* start TEXT SEGMENT *

The first reflective film 11a of the optical disc D in this embodiment reflects the first laser beam L1 in a specific reflectivity range when the beam L1 is incident via the second and third semi-transparent reflective films 13a and 14a.

It is thus expected that the thickness of the third semi-transparent reflective film 14a of the BD composite layer (defined as above with reference to FIG. 4) affects reproduction from the first, the second and the third recording layer 11, 13 and 14 (DVD- or BD-recording layers) in compliance with the DVD- or BD-ROM specifications.

The following is the discussion on an optimum thickness for the third semi-transparent reflective film 14a, that offers high reproduction performance from those DVD- and BD-recording layers, with reference to FIGS. 6 to 13.

Several sample optical discs were produced according to the embodiment of the present invention, with variation in thickness of the reflective film 14a, or pit width or depth of the recording layer 14, and evaluated for reflectivity and jitters (disc characteristics), as shown in FIGS. 6 to 8 and 10 to 13.

Several items in tables of FIGS. 6 to 8 and 10 to 13 are defined as follows:

In reflectivity, the items BD, DVD-L0, and DVD-L1 indicate the third semi-transparent reflective film 14a, the second semi-transparent reflective film 13a, and the first reflective film 11a, respectively, in the BD, the DVD-L0, and the DVD-L1 composite layer (defined as above with reference to FIG. 4), respectively.

* end TEXT SEGMENT *

TASKS FOR THIS EXERCISE:
(A) In the optical disc text, what three things were varied among the sample discs that were produced?
(B) Print the portion of the optical disc text that opens with the words containing "The first reflective film 11a of" and closes with "or BD-ROM specifications.".

* start LISTED ENTRIES *

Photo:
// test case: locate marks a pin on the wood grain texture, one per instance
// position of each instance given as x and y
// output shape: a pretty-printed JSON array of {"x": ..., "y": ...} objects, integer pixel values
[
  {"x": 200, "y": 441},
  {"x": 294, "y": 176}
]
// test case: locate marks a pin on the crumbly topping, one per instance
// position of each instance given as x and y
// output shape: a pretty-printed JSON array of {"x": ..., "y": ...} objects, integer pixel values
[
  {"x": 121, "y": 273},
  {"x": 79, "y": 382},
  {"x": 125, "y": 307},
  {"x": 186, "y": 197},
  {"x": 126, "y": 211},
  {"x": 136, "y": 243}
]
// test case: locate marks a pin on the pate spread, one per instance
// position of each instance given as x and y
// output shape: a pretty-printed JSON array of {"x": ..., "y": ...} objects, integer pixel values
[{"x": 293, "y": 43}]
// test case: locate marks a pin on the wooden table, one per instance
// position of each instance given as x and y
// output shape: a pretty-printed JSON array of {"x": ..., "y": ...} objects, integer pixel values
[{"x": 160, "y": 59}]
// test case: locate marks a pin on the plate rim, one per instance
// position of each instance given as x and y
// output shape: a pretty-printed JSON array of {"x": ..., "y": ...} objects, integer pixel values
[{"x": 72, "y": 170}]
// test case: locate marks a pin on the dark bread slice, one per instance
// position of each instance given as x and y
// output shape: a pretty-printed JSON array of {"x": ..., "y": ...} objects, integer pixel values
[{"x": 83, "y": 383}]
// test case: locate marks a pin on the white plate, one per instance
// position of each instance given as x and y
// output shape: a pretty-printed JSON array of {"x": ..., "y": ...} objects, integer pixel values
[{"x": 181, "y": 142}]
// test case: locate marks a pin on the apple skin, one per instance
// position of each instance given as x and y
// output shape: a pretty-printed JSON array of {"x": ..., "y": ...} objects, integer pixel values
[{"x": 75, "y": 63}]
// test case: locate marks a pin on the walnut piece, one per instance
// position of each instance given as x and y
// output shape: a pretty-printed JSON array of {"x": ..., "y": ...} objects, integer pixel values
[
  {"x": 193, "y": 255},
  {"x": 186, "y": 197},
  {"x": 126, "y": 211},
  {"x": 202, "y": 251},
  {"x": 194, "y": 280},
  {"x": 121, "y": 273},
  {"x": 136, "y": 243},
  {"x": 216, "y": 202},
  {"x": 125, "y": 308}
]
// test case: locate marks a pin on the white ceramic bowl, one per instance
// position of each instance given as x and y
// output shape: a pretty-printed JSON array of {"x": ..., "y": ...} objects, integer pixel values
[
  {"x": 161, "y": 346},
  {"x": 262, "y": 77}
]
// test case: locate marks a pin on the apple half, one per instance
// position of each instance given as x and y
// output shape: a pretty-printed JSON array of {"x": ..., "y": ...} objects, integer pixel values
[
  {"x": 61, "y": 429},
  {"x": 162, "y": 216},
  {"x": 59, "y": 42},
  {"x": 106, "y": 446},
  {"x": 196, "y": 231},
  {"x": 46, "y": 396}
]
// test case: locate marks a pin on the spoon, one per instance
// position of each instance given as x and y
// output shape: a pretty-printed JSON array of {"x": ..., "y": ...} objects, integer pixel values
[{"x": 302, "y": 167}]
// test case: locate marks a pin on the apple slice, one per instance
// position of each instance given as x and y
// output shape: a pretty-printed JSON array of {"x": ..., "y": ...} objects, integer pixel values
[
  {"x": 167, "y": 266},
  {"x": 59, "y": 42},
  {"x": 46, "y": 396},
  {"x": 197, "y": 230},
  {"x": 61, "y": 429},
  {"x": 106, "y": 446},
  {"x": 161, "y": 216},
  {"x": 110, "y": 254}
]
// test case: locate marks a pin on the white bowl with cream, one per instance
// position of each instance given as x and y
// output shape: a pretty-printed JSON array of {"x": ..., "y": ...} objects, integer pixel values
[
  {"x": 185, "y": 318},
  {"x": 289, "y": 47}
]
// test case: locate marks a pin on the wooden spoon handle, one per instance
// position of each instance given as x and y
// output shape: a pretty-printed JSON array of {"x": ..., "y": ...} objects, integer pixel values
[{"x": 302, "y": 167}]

* end LISTED ENTRIES *

SOLUTIONS FOR EACH TASK:
(A) The thickness of the reflective film 14a, and the pit width or depth of the recording layer 14.

(B)
The first reflective film 11a of the optical disc D in this embodiment reflects the first laser beam L1 in a specific reflectivity range when the beam L1 is incident via the second and third semi-transparent reflective films 13a and 14a.

It is thus expected that the thickness of the third semi-transparent reflective film 14a of the BD composite layer (defined as above with reference to FIG. 4) affects reproduction from the first, the second and the third recording layer 11, 13 and 14 (DVD- or BD-recording layers) in compliance with the DVD- or BD-ROM specifications.